§ **Required action**
Leave out the pictures and repeat the data exactly.

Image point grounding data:
• • • •

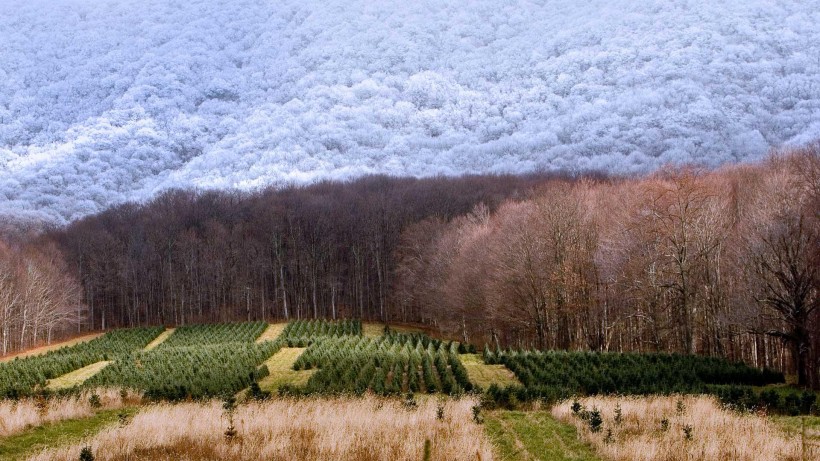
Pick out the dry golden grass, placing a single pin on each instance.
(160, 339)
(486, 375)
(361, 429)
(272, 332)
(280, 366)
(51, 347)
(21, 415)
(717, 434)
(76, 377)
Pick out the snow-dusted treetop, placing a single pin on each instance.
(107, 100)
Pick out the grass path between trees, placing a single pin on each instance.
(485, 375)
(376, 330)
(51, 347)
(160, 339)
(535, 436)
(77, 377)
(272, 332)
(280, 366)
(19, 446)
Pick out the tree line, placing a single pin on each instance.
(39, 297)
(320, 251)
(723, 263)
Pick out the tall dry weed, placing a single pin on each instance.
(20, 415)
(716, 434)
(361, 429)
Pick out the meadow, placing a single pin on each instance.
(315, 389)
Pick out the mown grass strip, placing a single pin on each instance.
(19, 446)
(280, 366)
(535, 435)
(271, 333)
(51, 347)
(485, 375)
(376, 330)
(800, 427)
(160, 339)
(76, 377)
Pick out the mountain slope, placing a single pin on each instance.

• • • •

§ **Output below**
Pick out the dry golden grass, placing a single pin on each instance.
(160, 339)
(486, 375)
(361, 429)
(272, 332)
(280, 366)
(51, 347)
(21, 415)
(717, 434)
(76, 377)
Pick out the snow-dusted treetop, placing a single pin on each instance.
(107, 100)
Pick out the grass path between trees, placing a single pin on each instance.
(485, 375)
(376, 330)
(51, 347)
(160, 339)
(535, 436)
(77, 377)
(272, 332)
(280, 366)
(19, 446)
Pick out the tree line, placing a single pin on each instance.
(39, 297)
(320, 251)
(723, 263)
Pick out the tall dry weed, placing a single pin on each instance.
(20, 415)
(716, 434)
(361, 429)
Pick out the meadow, placing a single pin on each instance.
(315, 389)
Pick out the mown grass strip, placing a single pin on each instance.
(19, 446)
(280, 366)
(535, 435)
(271, 333)
(51, 347)
(485, 375)
(376, 330)
(800, 427)
(160, 339)
(76, 377)
Pick out the mountain slope, placing a single pin on each instance.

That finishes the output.